---- Stored data

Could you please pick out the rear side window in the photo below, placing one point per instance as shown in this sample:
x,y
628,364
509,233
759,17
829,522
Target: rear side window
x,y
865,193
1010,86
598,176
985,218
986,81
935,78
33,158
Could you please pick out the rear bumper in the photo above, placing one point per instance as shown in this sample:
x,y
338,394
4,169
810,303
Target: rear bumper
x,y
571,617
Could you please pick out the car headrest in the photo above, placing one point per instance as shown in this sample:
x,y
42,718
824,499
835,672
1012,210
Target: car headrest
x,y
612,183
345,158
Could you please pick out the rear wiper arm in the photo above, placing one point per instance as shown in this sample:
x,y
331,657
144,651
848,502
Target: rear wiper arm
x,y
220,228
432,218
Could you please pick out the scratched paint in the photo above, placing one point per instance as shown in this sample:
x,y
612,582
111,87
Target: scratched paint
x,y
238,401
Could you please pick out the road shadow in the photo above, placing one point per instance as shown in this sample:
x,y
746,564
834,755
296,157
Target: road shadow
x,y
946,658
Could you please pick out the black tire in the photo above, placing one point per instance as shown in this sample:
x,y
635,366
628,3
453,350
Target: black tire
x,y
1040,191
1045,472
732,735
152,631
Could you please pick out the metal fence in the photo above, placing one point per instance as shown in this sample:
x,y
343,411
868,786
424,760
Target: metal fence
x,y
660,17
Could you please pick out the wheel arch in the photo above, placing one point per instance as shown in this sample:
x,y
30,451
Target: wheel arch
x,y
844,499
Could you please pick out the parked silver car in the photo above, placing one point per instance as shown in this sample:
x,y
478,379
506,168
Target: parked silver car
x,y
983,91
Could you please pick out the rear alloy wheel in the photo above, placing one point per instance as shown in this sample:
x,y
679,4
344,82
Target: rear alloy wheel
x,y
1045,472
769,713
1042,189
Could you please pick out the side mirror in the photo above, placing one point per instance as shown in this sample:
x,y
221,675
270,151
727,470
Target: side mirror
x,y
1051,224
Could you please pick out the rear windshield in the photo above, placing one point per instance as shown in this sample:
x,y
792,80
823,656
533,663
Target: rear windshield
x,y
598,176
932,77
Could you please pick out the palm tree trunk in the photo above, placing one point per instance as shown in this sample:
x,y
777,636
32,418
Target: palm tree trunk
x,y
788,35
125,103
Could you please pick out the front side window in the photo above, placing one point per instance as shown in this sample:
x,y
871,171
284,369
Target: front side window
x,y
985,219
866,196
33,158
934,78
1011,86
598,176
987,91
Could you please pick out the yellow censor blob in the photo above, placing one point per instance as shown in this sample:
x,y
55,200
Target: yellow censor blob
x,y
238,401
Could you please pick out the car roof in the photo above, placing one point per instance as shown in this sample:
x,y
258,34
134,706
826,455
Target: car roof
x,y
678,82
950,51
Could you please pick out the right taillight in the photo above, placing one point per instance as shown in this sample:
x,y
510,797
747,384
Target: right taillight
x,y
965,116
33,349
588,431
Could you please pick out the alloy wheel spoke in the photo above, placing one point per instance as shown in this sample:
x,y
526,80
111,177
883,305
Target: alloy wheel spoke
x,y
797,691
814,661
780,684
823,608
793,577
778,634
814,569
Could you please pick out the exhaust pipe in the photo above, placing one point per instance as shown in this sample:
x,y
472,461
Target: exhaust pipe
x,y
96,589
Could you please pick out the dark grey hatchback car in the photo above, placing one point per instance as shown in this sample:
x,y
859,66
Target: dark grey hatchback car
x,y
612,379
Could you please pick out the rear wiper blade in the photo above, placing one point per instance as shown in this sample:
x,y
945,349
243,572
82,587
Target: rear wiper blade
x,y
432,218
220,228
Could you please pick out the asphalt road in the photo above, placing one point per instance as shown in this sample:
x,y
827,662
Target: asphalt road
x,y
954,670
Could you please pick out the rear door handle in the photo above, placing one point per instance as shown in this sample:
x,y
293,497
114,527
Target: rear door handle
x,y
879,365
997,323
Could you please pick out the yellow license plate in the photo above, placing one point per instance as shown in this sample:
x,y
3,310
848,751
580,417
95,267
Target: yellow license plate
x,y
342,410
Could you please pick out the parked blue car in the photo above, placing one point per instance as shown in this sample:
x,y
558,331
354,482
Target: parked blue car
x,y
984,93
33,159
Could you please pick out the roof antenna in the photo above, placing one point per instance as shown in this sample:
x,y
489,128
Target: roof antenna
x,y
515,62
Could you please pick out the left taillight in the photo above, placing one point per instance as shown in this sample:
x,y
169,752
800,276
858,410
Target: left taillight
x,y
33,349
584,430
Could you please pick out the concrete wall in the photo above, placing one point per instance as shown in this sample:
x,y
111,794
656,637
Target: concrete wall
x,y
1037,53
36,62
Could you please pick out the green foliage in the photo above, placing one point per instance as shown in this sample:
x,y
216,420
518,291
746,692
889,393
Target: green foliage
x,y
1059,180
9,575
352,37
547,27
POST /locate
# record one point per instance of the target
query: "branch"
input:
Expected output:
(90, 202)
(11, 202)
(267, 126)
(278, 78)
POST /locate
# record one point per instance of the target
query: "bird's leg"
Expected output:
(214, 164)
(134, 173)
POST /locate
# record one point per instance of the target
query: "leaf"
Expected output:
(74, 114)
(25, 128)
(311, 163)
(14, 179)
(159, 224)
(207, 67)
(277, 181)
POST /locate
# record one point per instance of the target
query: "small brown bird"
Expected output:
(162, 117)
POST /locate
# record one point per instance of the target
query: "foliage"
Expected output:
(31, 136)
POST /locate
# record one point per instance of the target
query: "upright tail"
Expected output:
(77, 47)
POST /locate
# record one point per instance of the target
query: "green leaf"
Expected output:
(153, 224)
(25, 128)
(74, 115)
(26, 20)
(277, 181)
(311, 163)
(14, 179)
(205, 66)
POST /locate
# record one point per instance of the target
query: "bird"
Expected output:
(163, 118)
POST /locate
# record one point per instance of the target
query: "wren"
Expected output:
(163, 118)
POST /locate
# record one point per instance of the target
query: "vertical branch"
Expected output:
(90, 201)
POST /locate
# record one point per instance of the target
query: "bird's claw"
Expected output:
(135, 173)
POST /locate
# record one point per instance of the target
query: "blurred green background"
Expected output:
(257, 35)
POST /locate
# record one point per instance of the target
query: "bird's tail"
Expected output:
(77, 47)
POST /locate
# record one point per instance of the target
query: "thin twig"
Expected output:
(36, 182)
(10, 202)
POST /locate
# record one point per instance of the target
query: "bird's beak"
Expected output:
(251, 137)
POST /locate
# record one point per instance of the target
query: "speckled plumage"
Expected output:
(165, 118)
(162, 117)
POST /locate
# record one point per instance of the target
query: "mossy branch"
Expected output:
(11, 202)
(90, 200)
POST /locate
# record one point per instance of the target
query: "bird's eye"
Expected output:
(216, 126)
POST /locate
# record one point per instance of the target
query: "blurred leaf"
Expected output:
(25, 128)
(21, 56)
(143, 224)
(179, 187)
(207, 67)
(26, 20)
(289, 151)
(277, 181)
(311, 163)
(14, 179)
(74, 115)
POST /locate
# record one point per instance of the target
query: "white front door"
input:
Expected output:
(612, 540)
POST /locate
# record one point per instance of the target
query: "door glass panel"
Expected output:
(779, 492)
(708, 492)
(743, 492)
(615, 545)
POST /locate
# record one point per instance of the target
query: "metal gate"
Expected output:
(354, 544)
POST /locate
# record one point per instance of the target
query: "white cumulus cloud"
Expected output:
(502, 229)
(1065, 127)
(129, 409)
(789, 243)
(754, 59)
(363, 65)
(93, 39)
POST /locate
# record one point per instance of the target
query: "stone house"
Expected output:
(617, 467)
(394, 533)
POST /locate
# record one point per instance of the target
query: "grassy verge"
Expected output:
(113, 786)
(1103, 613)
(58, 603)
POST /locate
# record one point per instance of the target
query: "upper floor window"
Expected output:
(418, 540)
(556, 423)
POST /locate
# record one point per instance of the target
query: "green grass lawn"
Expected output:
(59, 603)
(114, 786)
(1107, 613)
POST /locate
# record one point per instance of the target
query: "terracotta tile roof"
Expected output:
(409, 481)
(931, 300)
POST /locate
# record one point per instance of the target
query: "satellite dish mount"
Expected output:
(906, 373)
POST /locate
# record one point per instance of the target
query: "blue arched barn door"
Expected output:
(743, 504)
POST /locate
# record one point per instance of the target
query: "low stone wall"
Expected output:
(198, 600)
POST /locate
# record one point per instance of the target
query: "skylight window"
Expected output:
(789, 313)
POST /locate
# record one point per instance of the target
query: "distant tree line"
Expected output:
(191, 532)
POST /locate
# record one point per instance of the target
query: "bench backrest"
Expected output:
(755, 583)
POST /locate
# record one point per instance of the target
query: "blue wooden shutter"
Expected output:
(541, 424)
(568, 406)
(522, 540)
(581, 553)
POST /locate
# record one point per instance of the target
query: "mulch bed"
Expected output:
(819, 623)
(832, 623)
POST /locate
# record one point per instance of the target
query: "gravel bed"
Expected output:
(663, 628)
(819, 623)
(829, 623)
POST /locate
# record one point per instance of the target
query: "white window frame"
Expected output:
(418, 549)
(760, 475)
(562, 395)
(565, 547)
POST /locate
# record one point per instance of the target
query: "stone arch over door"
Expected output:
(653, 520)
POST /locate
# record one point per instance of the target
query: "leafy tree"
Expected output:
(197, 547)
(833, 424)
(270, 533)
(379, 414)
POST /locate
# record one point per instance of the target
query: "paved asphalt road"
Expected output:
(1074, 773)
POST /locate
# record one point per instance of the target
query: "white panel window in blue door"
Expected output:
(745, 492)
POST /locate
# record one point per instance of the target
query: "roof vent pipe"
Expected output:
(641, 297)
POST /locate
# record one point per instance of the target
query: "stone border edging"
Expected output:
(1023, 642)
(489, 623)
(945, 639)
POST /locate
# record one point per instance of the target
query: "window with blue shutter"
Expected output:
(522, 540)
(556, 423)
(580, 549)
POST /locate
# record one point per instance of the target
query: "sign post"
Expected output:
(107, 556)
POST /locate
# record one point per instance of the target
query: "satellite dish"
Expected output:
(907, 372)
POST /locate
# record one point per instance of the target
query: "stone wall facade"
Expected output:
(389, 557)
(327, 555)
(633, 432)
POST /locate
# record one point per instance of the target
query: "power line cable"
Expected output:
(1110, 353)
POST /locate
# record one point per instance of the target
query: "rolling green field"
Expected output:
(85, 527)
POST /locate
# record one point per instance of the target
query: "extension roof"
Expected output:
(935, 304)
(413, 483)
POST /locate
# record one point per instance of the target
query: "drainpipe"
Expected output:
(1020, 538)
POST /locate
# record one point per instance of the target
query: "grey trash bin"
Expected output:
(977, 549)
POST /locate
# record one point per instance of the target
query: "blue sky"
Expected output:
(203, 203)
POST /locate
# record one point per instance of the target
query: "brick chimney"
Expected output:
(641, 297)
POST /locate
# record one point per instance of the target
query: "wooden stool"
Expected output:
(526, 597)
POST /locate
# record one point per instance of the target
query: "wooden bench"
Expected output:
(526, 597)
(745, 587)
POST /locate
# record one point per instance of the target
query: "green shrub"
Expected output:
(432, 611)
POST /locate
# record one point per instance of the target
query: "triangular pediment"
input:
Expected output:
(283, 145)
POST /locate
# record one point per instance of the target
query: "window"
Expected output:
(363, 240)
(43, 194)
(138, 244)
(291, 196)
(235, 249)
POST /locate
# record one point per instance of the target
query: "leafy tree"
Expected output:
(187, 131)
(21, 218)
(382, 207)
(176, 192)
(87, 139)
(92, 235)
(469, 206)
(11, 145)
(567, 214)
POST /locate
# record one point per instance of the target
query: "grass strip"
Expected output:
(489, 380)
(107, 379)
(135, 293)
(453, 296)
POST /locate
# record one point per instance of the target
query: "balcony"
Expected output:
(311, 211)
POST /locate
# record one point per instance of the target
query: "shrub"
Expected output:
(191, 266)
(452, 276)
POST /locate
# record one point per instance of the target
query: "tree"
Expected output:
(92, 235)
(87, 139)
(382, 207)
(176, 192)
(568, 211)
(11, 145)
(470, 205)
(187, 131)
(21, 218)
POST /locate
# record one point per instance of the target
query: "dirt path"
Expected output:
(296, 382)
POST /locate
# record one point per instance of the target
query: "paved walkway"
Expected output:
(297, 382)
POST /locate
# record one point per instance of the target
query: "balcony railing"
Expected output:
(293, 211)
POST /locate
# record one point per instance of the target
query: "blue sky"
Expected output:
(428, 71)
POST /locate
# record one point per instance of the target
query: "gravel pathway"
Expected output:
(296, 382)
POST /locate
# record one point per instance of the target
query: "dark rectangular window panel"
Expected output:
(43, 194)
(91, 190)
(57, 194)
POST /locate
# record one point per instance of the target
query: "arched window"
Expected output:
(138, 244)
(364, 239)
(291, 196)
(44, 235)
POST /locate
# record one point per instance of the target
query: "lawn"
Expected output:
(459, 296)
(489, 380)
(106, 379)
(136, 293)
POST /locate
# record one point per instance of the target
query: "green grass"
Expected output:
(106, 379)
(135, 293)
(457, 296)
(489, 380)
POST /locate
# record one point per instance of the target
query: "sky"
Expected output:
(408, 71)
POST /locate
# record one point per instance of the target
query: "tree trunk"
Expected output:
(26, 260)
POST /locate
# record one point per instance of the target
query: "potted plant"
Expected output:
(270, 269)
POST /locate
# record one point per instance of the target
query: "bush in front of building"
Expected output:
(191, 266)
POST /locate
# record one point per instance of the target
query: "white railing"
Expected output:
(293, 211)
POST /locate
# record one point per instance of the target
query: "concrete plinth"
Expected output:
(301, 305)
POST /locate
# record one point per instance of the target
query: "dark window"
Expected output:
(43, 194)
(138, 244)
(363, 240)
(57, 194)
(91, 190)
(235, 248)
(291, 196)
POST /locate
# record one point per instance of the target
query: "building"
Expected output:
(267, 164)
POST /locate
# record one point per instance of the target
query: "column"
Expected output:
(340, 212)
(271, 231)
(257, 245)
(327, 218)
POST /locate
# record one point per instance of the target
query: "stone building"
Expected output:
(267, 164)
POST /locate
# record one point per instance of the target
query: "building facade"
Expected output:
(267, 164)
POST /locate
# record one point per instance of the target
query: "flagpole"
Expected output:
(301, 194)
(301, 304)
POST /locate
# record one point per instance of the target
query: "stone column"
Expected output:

--------

▶ Objective: Find every line in the data above that contains the word "tire" and copy each one in full. Case matters.

▶ Correct answer:
Could you please pick out the black tire in the photo above, placing one point per instance as shown in this sample:
Target: black tire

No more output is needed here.